Task - Set down, word for word, the part of the Savannah River Site article starting with "SRS already has" and going on through "granted the designation.".

Originally created 05/16/03

Officials change strategy for SRS

AIKEN - Savannah River Site may not land the $1.1 billion project that politicians had been pursuing, but U.S. legislators say they now have their eyes on bigger missions.

U.S. Sen. Lindsey Graham, R-S.C., and U.S. Rep. Gresham Barrett, a Republican representing South Carolina's 3rd District, said politics and sacrifices often play a part in winning new jobs.

Mr. Graham said he is no longer pursuing a next-generation nuclear reactor - demonstration technology the government hopes will lead to a revival of the nuclear industry.

The project apparently is going to the Idaho National Engineering and Environmental Laboratory.

Wording giving Idaho the preference was placed in the Senate's energy bill by Sen. Pete Domenici of New Mexico, the chairman of the Energy and Natural Resources Committee, on behalf of Sen. Larry Craig of Idaho.

Mr. Barrett said he is still hopeful of getting the project, but Mr. Graham called it "a harder sell for us now."

When asked whether he had struck a deal in exchange for support of other SRS interests, Mr. Graham responded, "You know politics."

He did not elaborate.

Mr. Graham and Mr. Barrett said their latest effort is pursuing national laboratory status for SRS.

SRS already has a technology center and could benefit from increased federal funding, especially in the area of hydrogen research, if granted the designation.

The site has decades of experience handling tritium, a radioactive form of hydrogen.

"It would be like going from Triple-A to the majors," Mr. Graham said.

Dataset content -
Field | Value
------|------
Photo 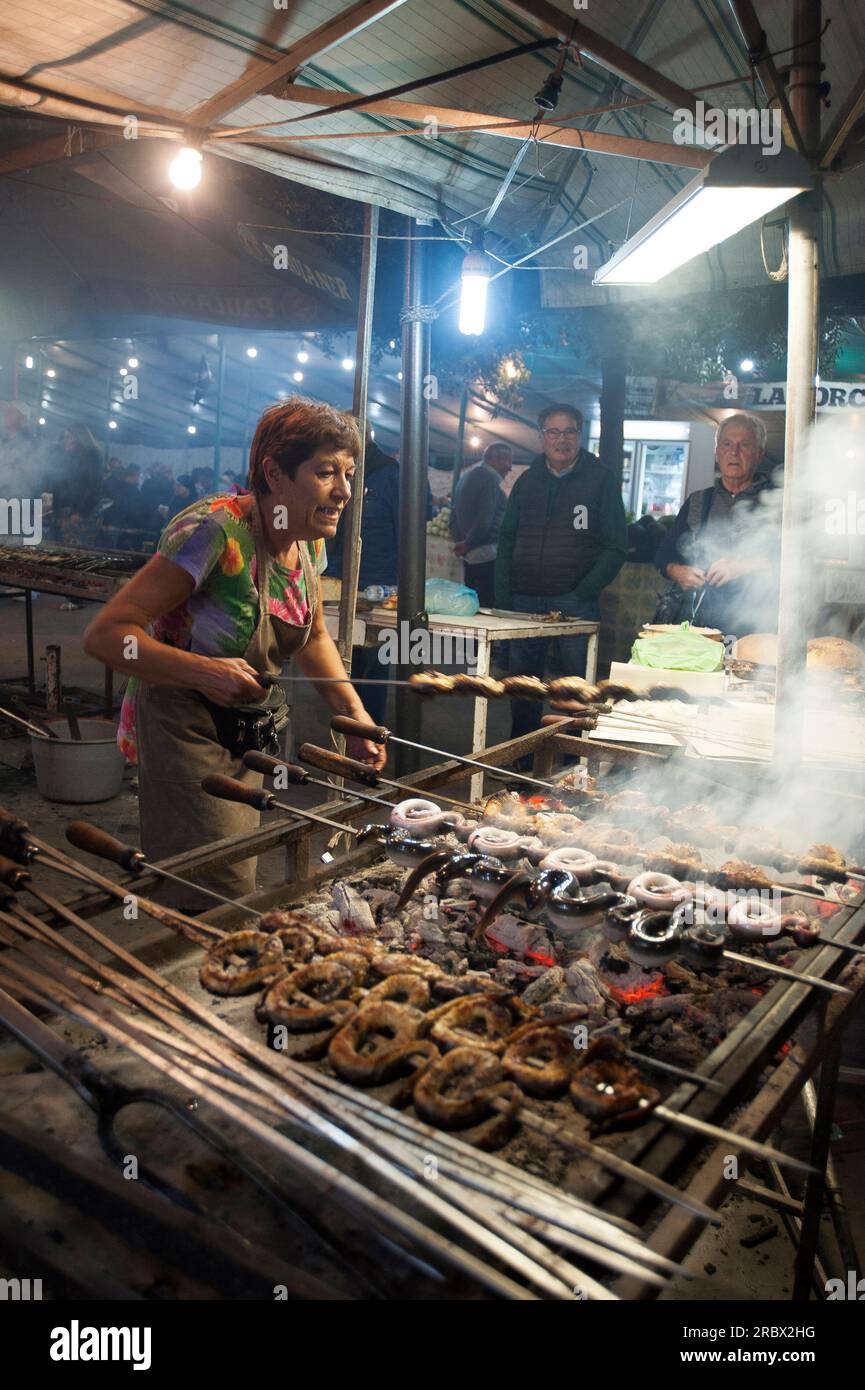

Expected answer -
SRS already has a technology center and could benefit from increased federal funding, especially in the area of hydrogen research, if granted the designation.